---- Material for the task

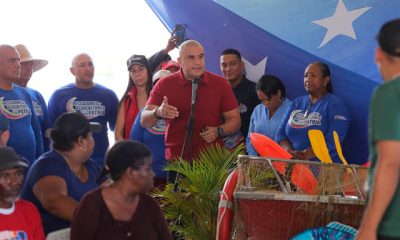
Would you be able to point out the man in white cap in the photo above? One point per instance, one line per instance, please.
(28, 66)
(19, 219)
(16, 104)
(96, 102)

--------

Reproduce all of the data exactly, omitting each picture it holds.

Would you be able to point out the man in white cap in the photo above? One point per instance, one line per instance, please.
(28, 66)
(19, 219)
(16, 104)
(96, 102)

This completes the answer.